*GIVEN TEXT*:
5. Are there any problems with the way the data are coded? (Think about lecture yesterday.)

6. Recode the data

survey_data %>%
  mutate(# Recode R into categories 
         R_cat = case_when(R == 1 ~ "What's that?",
                           R == 2 ~ "I've heard of it",
                           R == 3 ~ "I can use it or apply it",
                           TRUE ~ "I understand it well"),
         # Recode latex into categories 
         LATEX_cat = case_when(LATEX == 1 ~ "What's that?",
                               LATEX == 2 ~ "I've heard of it",
                               LATEX == 3 ~ "I can use it or apply it",
                               TRUE ~ "I understand it well"))
# We're repeating ourselves... Must be a faster way
survey_data <- 
  survey_data %>%
  mutate_at(vars(R, LATEX),
            function(x) case_when(x == 1 ~ "What's that?",
                                  x == 2 ~ "I've heard of it",
                                  x == 3 ~ "I can use it or apply it",
                                  TRUE ~ "I understand it well"))

7. Why is this coding method better?

8. Generate some plots of the data: bar charts are good here, scatterplots even better.

LaTex in R Markdown

\[ 1 + 1 = 2 \]

\[ 11 \times 11 = 121 \\ \]

\[ E = mc^2 \]

I think it’s Einstein who proposed \(E = mc^2\).

\[ x = \frac{-b \pm \sqrt{b^2 - 4ac}}{2a} \]

\[ \begin{split} X & = (x+a)(x-b) \\ & = x(x-b) + a(x-b) \\ & = x^2 + x(a-b) - ab \end{split} \] Chris recommends using LaTeX functions rather than dollar signs, such as:

\[\begin{equation} x = \frac{-b \pm \sqrt{b^2 - 4ac}}{2a} \end{equation}\]

\[\begin{equation} \textrm{response}_i = \alpha_i + \beta \mathrm{covariate}_i + \varepsilon_i \end{equation}\]

\[\begin{eqnarray} \textrm{response}_i & = & \alpha_i \\ && + \beta \mathrm{covariate}_i + \varepsilon_i \end{eqnarray}\]

*EXERCISE A*:
Translate this sentence from the R exercise sheet above into Spanish: "Generate some plots of the data: bar charts are good here, scatterplots even better."

*EXTRACTED RECORDS*:
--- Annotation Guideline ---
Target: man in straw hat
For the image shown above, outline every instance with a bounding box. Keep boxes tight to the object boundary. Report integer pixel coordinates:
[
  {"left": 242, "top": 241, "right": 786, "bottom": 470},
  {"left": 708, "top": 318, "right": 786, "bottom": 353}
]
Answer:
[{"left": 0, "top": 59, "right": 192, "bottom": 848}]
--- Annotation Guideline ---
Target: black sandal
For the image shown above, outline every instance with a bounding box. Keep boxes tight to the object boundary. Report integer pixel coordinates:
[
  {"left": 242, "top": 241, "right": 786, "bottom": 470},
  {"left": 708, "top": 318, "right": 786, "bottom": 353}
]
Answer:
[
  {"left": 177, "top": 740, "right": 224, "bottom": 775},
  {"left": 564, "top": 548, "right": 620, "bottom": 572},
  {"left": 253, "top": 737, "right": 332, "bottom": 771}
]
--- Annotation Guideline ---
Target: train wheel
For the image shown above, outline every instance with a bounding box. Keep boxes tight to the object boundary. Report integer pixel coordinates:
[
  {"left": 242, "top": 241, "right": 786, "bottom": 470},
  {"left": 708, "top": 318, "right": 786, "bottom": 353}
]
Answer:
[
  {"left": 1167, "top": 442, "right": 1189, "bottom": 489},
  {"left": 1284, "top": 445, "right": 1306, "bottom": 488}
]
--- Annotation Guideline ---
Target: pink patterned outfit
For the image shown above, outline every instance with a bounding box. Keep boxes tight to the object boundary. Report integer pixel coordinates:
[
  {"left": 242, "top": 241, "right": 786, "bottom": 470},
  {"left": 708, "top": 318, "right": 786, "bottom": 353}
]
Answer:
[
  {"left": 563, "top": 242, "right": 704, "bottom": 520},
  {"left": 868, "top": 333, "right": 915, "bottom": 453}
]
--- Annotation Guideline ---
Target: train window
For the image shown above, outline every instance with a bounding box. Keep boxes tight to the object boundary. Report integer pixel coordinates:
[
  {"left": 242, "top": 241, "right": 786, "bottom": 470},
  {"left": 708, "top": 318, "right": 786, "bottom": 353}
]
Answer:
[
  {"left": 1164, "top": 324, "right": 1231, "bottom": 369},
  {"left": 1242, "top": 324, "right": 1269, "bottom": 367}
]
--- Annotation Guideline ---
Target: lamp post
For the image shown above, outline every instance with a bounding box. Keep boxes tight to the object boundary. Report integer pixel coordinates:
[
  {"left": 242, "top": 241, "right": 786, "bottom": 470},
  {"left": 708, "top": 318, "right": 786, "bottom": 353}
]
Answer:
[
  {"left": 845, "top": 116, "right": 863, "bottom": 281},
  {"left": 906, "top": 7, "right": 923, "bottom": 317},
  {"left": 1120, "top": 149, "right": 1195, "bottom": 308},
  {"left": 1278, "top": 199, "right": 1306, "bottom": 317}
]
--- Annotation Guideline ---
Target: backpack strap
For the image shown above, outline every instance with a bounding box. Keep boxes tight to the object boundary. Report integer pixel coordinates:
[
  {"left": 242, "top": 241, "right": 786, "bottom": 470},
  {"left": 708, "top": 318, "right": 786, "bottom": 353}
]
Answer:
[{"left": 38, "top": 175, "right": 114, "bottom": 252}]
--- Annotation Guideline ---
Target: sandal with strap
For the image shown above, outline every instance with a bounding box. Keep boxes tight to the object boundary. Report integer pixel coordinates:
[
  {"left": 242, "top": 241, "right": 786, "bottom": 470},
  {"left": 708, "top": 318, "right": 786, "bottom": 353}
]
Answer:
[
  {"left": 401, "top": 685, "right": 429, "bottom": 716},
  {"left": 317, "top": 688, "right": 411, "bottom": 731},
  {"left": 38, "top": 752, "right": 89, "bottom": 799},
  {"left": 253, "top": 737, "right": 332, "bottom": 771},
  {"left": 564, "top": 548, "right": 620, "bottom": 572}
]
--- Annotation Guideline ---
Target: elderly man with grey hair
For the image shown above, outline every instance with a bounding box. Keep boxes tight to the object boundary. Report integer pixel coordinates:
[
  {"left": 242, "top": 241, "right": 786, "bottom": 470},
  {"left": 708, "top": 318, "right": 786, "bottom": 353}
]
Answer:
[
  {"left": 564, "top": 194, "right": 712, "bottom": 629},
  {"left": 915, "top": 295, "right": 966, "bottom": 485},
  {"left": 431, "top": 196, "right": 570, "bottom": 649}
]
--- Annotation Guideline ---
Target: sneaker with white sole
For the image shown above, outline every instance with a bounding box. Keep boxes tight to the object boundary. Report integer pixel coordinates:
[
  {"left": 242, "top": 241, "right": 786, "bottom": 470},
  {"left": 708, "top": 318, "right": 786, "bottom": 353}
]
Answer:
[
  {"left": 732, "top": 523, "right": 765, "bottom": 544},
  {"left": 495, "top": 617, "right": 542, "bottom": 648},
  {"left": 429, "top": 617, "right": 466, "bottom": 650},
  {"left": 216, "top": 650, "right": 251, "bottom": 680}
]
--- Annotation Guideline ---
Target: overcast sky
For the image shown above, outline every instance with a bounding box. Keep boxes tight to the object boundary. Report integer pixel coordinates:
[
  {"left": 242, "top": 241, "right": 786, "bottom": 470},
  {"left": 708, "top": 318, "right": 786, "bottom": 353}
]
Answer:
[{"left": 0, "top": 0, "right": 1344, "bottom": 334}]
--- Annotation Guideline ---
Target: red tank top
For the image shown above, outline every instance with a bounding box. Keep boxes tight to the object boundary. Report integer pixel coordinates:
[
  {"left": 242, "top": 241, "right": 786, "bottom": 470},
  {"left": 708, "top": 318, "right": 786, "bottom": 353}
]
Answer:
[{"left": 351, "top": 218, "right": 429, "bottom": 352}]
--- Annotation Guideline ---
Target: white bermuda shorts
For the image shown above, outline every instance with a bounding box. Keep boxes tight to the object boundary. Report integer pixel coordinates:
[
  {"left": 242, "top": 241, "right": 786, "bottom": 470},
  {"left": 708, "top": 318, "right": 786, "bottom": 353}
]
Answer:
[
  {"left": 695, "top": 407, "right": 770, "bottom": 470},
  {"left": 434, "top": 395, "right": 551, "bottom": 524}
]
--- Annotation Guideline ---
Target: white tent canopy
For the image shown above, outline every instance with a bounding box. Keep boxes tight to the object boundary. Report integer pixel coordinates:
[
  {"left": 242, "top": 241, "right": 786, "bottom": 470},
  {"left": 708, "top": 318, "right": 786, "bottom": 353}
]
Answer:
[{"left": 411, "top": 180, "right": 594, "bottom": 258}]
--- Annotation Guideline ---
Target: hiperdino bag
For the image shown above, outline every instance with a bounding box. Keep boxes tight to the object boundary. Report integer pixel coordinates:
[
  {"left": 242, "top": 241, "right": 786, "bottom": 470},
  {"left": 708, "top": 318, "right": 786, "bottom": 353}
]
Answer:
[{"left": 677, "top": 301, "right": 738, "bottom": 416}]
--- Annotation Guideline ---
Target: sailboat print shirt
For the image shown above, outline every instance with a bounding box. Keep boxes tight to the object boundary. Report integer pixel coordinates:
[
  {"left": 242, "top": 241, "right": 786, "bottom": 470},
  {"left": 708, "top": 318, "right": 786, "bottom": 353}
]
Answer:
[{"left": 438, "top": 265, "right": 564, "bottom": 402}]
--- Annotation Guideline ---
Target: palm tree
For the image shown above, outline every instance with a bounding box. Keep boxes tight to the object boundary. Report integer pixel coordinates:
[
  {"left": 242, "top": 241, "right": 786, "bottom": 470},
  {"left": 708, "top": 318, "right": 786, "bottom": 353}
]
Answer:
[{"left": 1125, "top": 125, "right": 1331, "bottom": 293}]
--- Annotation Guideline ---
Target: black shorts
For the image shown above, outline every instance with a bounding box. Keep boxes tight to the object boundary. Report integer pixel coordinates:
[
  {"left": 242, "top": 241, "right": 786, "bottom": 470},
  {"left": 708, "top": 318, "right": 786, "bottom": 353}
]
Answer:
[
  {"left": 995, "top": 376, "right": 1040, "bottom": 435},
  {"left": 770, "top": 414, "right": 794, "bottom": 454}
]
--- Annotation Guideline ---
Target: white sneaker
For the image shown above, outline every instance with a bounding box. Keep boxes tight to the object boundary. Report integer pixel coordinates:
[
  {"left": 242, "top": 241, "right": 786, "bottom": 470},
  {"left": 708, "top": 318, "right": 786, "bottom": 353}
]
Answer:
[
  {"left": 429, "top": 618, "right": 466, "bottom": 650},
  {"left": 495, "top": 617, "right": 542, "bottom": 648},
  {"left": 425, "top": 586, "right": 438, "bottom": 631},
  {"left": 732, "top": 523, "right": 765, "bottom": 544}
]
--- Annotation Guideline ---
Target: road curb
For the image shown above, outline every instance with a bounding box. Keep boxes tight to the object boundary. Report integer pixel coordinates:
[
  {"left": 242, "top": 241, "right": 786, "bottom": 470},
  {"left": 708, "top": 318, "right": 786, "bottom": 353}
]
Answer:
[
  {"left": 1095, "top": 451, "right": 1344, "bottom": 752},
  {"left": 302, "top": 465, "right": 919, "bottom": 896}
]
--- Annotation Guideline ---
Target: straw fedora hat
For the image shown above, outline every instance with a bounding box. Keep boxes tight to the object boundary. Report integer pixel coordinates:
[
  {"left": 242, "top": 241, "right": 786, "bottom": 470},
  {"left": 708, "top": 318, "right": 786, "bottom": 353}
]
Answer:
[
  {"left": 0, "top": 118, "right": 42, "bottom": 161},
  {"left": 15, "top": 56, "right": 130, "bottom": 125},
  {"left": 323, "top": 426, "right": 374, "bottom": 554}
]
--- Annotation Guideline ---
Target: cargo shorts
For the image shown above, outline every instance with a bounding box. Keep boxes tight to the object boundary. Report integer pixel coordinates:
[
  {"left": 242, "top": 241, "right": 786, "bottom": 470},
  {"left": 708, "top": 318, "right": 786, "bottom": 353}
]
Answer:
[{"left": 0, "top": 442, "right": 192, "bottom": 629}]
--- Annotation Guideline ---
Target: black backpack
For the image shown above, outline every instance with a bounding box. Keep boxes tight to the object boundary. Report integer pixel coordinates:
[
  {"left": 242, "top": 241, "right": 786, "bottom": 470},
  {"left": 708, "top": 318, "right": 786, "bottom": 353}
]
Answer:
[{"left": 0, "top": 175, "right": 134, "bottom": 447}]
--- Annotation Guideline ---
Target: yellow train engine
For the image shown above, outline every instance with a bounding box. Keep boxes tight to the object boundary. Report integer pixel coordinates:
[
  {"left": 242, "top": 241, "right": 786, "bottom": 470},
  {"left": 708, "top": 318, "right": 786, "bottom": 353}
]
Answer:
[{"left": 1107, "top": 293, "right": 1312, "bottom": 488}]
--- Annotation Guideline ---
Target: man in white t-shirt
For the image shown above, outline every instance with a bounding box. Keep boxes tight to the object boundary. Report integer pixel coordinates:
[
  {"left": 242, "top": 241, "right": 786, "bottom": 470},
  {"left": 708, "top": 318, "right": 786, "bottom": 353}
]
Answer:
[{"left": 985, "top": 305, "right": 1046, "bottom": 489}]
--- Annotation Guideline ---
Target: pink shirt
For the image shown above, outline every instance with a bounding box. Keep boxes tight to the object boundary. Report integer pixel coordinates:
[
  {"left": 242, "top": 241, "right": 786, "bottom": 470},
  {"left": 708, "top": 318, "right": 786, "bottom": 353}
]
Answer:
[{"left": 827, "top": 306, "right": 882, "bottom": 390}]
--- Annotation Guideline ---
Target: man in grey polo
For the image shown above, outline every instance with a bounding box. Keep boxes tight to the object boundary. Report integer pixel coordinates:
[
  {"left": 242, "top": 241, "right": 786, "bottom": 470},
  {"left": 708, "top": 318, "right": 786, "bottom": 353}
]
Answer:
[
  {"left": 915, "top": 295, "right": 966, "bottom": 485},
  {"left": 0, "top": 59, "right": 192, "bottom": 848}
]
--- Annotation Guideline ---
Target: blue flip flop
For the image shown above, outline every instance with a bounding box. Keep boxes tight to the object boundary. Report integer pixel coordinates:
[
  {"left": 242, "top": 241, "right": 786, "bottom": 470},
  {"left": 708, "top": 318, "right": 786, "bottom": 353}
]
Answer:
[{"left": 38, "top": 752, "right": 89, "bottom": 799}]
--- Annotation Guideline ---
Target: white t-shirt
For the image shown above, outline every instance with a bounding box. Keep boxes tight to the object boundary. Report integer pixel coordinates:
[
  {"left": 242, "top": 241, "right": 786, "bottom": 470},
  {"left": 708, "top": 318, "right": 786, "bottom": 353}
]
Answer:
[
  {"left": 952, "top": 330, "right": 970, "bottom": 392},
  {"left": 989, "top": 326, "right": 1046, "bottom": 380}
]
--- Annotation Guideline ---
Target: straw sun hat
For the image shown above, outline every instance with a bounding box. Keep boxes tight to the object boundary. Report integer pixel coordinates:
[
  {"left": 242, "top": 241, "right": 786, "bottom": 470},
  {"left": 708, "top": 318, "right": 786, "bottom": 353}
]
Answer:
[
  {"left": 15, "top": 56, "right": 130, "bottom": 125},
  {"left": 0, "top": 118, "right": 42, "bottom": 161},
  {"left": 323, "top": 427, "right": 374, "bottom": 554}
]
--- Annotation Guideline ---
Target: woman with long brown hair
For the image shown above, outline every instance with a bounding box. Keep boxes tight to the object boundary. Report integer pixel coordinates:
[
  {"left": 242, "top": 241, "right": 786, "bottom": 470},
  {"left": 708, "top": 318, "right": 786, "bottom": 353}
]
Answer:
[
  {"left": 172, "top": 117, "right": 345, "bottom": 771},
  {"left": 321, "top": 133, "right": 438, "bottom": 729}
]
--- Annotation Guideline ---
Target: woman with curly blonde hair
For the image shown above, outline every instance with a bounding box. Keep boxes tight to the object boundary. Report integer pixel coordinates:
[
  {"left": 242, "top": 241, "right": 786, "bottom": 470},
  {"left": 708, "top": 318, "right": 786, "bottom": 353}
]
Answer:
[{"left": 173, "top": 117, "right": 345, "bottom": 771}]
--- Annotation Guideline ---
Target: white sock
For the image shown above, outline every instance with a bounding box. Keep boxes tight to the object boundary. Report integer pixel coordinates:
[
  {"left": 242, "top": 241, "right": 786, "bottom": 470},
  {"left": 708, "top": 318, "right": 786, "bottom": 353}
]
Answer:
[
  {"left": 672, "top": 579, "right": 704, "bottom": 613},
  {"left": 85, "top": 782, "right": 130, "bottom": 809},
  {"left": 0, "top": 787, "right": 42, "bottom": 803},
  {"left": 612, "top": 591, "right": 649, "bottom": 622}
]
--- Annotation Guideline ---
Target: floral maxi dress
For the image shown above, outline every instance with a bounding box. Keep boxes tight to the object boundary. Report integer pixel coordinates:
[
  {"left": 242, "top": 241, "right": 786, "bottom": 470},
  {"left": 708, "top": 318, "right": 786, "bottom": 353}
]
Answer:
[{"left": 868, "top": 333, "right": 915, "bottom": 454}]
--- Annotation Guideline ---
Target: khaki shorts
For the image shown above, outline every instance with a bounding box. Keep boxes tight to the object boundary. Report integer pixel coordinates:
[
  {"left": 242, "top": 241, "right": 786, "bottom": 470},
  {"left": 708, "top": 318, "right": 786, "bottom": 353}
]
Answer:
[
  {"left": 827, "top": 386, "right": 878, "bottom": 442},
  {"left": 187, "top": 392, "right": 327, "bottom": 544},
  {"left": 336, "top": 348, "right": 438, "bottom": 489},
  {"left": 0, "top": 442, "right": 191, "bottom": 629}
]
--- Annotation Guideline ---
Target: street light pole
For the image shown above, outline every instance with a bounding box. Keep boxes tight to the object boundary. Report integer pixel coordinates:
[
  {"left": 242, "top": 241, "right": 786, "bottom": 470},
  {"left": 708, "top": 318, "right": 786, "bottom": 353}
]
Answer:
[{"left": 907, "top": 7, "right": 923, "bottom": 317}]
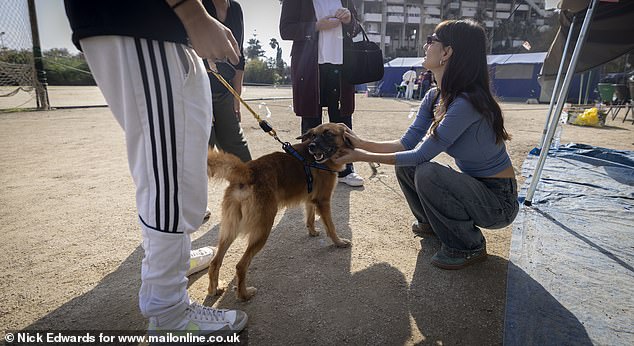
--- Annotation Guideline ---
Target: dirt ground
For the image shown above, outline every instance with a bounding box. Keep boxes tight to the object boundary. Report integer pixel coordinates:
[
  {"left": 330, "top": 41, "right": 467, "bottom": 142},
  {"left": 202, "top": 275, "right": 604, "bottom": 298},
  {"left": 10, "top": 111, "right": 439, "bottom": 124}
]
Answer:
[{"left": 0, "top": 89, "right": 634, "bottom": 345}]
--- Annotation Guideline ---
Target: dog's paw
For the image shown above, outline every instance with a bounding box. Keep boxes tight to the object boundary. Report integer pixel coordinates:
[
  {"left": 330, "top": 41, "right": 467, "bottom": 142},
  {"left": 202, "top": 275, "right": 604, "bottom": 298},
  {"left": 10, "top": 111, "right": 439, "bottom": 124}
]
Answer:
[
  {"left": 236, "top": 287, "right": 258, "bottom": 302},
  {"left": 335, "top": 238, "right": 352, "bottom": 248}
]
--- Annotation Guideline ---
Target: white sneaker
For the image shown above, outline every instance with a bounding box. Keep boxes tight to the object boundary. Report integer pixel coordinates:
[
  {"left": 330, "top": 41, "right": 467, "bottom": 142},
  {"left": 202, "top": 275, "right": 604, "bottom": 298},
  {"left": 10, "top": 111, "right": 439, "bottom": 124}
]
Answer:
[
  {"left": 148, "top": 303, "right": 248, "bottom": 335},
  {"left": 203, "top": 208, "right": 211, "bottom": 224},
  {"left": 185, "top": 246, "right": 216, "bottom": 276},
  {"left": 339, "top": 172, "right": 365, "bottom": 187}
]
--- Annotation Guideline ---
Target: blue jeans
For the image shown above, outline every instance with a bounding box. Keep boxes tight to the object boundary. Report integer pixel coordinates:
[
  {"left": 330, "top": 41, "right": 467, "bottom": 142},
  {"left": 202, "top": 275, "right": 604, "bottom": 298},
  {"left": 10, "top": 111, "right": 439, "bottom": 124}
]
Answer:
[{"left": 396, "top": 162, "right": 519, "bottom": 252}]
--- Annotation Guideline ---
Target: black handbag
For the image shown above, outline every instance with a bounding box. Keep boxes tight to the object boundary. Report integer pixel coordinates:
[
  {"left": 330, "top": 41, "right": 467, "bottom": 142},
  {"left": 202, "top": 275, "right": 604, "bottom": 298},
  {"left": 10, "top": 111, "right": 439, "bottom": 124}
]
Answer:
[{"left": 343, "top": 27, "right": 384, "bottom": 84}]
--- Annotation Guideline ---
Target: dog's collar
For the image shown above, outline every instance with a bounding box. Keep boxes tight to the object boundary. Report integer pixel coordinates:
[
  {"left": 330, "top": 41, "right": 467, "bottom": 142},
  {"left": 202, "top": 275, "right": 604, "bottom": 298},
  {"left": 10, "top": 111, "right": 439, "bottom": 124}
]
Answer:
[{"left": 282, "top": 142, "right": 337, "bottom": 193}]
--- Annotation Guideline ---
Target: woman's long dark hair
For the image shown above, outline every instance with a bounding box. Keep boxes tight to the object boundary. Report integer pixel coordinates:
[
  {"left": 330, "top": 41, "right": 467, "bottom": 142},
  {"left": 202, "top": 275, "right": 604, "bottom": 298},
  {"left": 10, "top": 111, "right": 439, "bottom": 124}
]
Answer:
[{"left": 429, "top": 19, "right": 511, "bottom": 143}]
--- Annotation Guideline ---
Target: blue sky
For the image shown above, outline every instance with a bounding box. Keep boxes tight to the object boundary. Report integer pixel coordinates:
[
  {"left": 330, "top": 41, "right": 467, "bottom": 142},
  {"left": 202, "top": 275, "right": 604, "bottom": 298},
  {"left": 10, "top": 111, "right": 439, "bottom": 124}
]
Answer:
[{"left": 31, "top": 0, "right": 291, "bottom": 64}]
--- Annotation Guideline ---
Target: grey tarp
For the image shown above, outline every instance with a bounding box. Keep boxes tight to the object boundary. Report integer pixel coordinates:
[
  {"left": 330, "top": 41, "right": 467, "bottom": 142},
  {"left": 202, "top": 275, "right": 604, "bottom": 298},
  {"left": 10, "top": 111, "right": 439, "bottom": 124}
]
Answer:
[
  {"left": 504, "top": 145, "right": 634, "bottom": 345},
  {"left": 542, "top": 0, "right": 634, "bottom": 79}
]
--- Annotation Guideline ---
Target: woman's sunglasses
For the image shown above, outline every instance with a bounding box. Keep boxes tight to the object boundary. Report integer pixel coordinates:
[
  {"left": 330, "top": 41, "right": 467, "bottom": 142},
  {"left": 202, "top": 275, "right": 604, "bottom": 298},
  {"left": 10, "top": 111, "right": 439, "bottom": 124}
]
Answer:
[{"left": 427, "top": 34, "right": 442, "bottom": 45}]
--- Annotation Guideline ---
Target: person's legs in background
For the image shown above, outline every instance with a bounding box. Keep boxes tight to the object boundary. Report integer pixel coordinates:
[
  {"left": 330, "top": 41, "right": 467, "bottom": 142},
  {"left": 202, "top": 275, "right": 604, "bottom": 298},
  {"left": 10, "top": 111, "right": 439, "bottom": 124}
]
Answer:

*EXERCISE B*:
Extract every line of the records that contains the string "backpack", matching case exactly.

*EXERCISE OUTPUT A*:
Genera algunos gráficos de los datos: los gráficos de barras son buenos aquí, y los diagramas de dispersión, aún mejores.

*EXERCISE OUTPUT B*:
Target: backpack strap
Target: black backpack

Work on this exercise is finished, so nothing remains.